- [Task data]

┄┄┄┄┄┄

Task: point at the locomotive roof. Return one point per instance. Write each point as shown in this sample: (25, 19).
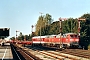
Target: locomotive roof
(40, 36)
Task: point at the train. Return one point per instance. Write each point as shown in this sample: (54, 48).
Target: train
(67, 40)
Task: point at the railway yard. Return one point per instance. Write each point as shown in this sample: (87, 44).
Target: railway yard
(28, 52)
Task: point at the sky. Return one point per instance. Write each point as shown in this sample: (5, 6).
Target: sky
(22, 14)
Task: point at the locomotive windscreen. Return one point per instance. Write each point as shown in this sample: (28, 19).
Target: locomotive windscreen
(4, 31)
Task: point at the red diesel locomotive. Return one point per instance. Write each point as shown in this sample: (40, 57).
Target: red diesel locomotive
(66, 40)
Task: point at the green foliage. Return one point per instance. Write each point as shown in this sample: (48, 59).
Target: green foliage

┄┄┄┄┄┄

Omit the pictures. Output every record above word for word.

Task: point at the locomotive roof. Return one point per instance. Write each point as shown in this sample: (25, 19).
Target: locomotive roof
(40, 36)
Task: point at the train. Return one point per instance. Write each point as shown in this sample: (54, 48).
Target: train
(67, 40)
Task: point at the railway yard. Return one point per instance. Write each point as shown in this sample: (87, 44).
Target: railway yard
(28, 52)
Task: point at the sky. Return one point per instance. Write each point as shown in this sample: (5, 6).
Target: sky
(22, 14)
Task: point at the locomotive windscreen. Return one point per instance. Write each point as shown in this sample: (28, 19).
Target: locomotive windscreen
(4, 31)
Task: point at the red diesel locomotive. Return one point per instance. Write each point as shown in this sample: (40, 57).
Target: red diesel locomotive
(66, 40)
Task: point at the green foliage. Return one point per instance. Write each point as shown in this sample: (48, 59).
Target: green foliage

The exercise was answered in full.